## What to produce
Look through the records below for the line with "Where can you see the asphalt". Return that line and each one after it up to and including the line with "Where can you see the truck front", exactly.

=======

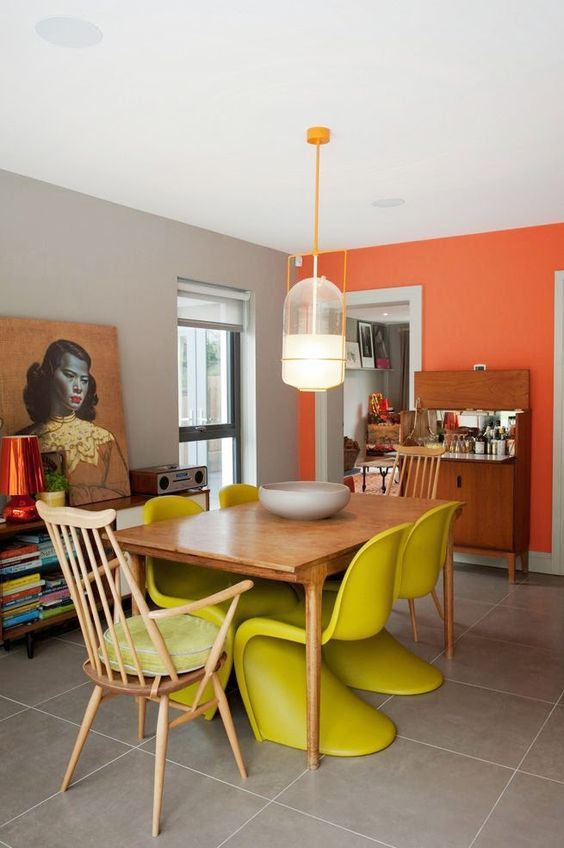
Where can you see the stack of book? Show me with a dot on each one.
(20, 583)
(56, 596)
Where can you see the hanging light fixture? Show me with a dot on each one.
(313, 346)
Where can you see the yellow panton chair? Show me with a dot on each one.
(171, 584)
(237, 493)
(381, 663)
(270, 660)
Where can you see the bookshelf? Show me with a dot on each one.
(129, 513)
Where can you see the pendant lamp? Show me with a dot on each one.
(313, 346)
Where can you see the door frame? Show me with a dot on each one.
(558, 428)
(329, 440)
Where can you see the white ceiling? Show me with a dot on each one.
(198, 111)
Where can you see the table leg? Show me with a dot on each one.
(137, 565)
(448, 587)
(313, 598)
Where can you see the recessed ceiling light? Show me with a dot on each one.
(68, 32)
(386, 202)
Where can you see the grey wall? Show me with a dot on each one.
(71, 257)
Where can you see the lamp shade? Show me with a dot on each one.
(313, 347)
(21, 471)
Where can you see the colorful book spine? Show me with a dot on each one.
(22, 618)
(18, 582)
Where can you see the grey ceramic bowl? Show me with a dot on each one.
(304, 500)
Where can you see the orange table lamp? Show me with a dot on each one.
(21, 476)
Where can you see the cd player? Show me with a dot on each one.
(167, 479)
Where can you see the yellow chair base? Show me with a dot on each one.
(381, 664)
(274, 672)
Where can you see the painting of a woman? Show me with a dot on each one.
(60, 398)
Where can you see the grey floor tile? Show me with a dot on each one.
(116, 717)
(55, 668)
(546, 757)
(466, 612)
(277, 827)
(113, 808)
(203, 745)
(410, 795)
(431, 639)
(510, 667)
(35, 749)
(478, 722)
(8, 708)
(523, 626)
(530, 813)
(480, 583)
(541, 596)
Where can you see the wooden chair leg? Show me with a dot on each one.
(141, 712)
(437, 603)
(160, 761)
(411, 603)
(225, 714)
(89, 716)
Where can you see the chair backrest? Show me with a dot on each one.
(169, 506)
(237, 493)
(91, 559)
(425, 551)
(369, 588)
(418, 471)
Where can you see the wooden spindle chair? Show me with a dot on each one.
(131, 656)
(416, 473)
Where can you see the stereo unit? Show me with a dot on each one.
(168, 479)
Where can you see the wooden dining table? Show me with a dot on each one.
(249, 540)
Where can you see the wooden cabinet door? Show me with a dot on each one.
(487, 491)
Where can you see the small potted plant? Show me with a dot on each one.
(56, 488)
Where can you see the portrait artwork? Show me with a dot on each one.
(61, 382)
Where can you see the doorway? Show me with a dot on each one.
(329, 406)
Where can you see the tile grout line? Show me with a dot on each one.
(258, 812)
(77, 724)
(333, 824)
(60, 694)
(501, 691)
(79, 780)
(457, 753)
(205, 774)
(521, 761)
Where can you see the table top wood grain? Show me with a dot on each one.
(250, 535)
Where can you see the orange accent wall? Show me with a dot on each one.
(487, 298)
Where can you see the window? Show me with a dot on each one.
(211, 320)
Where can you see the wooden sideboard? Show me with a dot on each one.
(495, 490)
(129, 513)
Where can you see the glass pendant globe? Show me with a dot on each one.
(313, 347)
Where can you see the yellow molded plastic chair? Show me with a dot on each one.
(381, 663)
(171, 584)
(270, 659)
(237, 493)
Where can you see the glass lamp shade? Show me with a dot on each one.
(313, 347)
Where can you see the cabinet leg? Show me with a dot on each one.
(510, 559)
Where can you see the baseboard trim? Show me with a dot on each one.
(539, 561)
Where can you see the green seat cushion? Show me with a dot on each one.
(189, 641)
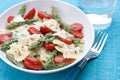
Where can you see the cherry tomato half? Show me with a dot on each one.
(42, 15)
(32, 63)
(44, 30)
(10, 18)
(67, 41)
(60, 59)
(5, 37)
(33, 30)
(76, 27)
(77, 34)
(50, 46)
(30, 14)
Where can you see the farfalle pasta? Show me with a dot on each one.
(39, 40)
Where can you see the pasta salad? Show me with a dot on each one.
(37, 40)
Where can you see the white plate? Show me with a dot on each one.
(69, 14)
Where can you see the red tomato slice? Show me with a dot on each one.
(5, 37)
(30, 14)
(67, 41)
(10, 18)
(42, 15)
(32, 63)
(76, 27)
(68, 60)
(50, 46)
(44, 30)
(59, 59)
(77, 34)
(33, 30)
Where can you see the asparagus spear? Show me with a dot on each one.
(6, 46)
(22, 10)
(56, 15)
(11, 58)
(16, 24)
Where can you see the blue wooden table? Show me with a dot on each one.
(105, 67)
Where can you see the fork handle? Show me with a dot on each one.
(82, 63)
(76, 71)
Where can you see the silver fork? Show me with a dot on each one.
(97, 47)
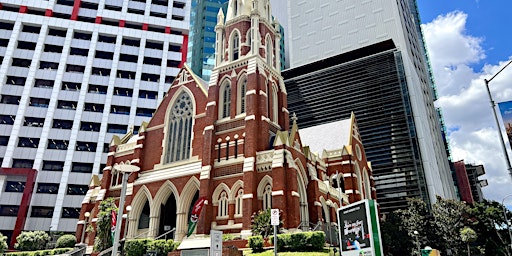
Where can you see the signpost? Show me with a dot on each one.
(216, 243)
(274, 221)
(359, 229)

=======

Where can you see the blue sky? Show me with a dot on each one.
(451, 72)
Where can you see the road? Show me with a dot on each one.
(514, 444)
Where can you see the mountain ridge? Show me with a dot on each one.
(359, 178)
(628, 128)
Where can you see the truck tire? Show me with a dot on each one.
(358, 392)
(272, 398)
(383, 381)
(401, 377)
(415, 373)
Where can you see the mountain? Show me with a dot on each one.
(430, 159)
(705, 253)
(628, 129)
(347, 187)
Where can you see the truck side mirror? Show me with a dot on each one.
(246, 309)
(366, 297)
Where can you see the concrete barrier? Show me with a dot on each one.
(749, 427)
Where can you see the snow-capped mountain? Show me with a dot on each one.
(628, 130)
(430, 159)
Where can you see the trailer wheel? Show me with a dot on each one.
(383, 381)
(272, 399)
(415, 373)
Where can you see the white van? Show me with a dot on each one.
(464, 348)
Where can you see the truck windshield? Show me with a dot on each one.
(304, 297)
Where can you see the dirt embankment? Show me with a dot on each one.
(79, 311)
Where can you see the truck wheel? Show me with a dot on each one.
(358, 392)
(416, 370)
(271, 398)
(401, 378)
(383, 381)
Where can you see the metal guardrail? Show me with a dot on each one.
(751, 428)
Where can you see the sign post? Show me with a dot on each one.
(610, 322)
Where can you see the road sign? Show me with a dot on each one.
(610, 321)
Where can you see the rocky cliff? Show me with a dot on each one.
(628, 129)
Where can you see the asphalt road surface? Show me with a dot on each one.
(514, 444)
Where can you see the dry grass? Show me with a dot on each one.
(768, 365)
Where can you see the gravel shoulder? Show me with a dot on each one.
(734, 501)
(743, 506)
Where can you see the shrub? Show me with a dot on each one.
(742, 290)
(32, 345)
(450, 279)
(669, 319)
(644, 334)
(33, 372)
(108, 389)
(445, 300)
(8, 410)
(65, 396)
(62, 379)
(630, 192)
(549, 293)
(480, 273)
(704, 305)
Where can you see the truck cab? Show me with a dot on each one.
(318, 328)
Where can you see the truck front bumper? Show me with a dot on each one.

=======

## Expected answer
Where can you see the asphalt road surface? Show me with a dot on each one.
(514, 444)
Where can you see the dry grass? Show me with a dot on each one.
(768, 365)
Where can you see the gravel shoulder? Show me with a dot on each one.
(734, 501)
(743, 506)
Where can you see the shrub? Show me with a dot on each one.
(742, 290)
(32, 345)
(450, 279)
(669, 319)
(644, 334)
(33, 372)
(108, 389)
(445, 300)
(8, 410)
(65, 396)
(62, 379)
(630, 192)
(549, 293)
(480, 273)
(704, 305)
Where can you see the truck cab? Show me with a dot on each one.
(318, 328)
Where can you see the truck front bumper? Show me with a dot on each one.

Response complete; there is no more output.